_What you are asked to do_
Each line that follows is to be retyped exactly.
═══ Dataset excerpts
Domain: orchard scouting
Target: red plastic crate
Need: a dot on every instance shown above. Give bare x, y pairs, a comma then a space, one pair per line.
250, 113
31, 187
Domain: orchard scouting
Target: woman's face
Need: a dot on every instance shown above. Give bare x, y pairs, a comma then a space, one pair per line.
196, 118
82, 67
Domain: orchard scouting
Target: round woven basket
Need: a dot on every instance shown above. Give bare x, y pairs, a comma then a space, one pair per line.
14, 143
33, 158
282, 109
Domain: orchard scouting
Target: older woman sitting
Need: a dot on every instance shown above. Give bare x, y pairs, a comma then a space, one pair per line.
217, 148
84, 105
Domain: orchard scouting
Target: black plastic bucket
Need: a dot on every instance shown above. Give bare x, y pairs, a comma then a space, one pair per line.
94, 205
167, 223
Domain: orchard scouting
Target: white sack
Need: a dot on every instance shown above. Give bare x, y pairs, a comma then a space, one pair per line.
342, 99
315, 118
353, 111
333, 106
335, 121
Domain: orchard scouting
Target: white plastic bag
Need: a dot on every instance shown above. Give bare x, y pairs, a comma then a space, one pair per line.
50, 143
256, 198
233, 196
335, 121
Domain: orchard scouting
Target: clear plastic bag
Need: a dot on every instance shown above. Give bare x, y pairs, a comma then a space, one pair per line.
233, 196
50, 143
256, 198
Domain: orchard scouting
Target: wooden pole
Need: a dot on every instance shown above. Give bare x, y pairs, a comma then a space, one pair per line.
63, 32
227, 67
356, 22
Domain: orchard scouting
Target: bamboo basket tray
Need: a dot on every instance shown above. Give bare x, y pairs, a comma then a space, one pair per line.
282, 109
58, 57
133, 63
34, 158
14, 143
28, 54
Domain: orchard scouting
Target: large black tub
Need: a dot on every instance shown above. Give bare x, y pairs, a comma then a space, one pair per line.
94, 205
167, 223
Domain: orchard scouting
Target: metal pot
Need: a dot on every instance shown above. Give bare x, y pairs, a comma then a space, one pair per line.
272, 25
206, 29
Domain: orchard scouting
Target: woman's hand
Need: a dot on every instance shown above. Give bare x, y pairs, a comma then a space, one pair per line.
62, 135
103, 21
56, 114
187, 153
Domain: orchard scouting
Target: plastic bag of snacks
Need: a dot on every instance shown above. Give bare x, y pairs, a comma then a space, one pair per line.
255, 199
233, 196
══════
_Response_
Domain: orchard scouting
Target: red plastic crate
Need: a dot on every instance shown above. Give bare x, y pairs, a comma then a space, one pair per line.
250, 113
31, 187
Domain: orchard scouting
Target: woman's face
Need: a dot on every instance shown above. Give bare x, y pairs, a comma then a space, one pair per line.
196, 118
82, 67
Domain: orchard scouting
Target: round woven basket
Need: a dot on every instance shown above. Give bare x, y pairs, a comma then a space, one pair per line.
14, 143
33, 158
282, 109
Domain: orchard scouting
Target: older woman sitting
Need: a dot on every instance shown above. Give bare x, y pairs, a comma then a space, one pair per line.
217, 148
84, 105
Domain: orchard scouting
Target: black plastic bucket
Need: a dot on every instance shown above. Give bare x, y pairs, a comma then a space, one pair per line.
94, 205
167, 223
Domain: orchard scouting
Target: white sack
Need: a dot on every instance shown above. Give bare x, y pairs, a comma then a space, one pair per line.
342, 99
315, 118
353, 111
333, 106
335, 121
Domain: orchard scouting
Target: white plastic bag
Need: a dot on every instance shown above. Give bare x, y pairs, a comma then a space, one pair per line.
50, 143
256, 198
233, 196
335, 121
Domain: orchard scouting
Target: clear plastic bag
Need: a dot on every instance shown above. Give bare x, y pairs, a comma then a space, one pair per line.
233, 196
50, 143
256, 198
Domain: orchard scouting
Target: wooden pole
Need: a dot on every instance shown above. Give bare x, y pairs, a comma then a space, one pair per line.
63, 32
227, 67
356, 22
Domain: orchard scouting
Target: bamboo basket tray
Need: a dot on every instance shown above. Give bare x, y pairs, a comma then a space, one pair per line.
282, 109
58, 57
133, 63
34, 158
14, 143
28, 54
Domain: orchard scouting
Target: large black tub
Need: a dot on every instance shown above. Give bare x, y pairs, a comma then a space, one pair per line.
94, 205
167, 223
Domain: orchard scouting
Target: metal pot
Need: a dot on every instance shown above. Give bare x, y pairs, a comma then a space, one pair per line.
272, 25
206, 29
Domain: orchard scouting
Target: woman's hand
Need: a dot on every instance shown above. Give bare x, y pairs, a comma then a space, one pair per line.
62, 135
103, 21
56, 114
187, 153
Domain: orchard scouting
Target: plastic bag of snacks
Need: a dot on every instance shown above. Give bare x, y pairs, a comma then a space, one pair per line.
255, 199
233, 196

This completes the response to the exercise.